Segmentation dataset records
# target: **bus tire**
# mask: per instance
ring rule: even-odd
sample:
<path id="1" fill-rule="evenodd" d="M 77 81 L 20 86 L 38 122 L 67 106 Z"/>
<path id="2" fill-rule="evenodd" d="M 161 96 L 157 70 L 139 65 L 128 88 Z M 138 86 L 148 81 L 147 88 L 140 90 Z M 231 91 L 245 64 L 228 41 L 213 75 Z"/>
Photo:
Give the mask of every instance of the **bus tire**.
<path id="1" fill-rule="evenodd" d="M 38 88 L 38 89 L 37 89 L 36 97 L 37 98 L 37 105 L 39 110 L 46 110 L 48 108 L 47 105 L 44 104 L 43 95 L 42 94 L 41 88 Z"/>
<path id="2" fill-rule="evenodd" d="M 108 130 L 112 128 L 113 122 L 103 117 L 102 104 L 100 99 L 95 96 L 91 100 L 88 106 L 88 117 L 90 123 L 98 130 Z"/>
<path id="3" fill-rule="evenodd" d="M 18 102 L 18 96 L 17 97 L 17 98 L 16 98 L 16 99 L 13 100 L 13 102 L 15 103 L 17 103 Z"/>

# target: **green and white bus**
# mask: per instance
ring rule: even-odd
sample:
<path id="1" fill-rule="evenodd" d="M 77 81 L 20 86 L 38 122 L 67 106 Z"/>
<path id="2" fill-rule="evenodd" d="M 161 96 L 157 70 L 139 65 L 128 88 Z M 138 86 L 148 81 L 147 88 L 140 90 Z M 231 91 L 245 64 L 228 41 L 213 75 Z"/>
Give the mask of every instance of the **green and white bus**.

WHAT IS ASKED: Every entry above needs to be quoted exactly.

EXERCISE RESPONSE:
# target: **bus tire**
# mask: per instance
ring rule: even-odd
sample:
<path id="1" fill-rule="evenodd" d="M 77 81 L 20 86 L 38 122 L 67 106 Z"/>
<path id="2" fill-rule="evenodd" d="M 161 96 L 157 70 L 139 65 L 128 88 Z M 138 86 L 148 81 L 147 88 L 140 90 Z M 231 91 L 245 64 L 228 41 L 213 75 Z"/>
Photo:
Give the mask of every instance of the **bus tire**.
<path id="1" fill-rule="evenodd" d="M 38 88 L 38 89 L 37 89 L 36 97 L 37 98 L 37 105 L 39 110 L 46 110 L 48 108 L 47 105 L 44 104 L 43 95 L 42 94 L 41 88 Z"/>
<path id="2" fill-rule="evenodd" d="M 108 130 L 112 128 L 113 122 L 103 117 L 102 104 L 100 99 L 95 96 L 91 100 L 88 106 L 88 117 L 90 123 L 98 130 Z"/>
<path id="3" fill-rule="evenodd" d="M 18 102 L 18 96 L 17 97 L 17 98 L 16 98 L 16 99 L 13 100 L 13 102 L 15 103 L 17 103 Z"/>

# target: **green and white bus**
# mask: per instance
ring rule: even-odd
sample:
<path id="1" fill-rule="evenodd" d="M 77 81 L 20 86 L 38 122 L 67 106 Z"/>
<path id="2" fill-rule="evenodd" d="M 161 96 L 157 70 L 139 65 L 128 88 Z M 138 86 L 148 81 L 147 88 L 140 90 Z M 231 91 L 245 64 L 228 41 L 213 75 Z"/>
Give the mask of every instance of the **green and white bus**.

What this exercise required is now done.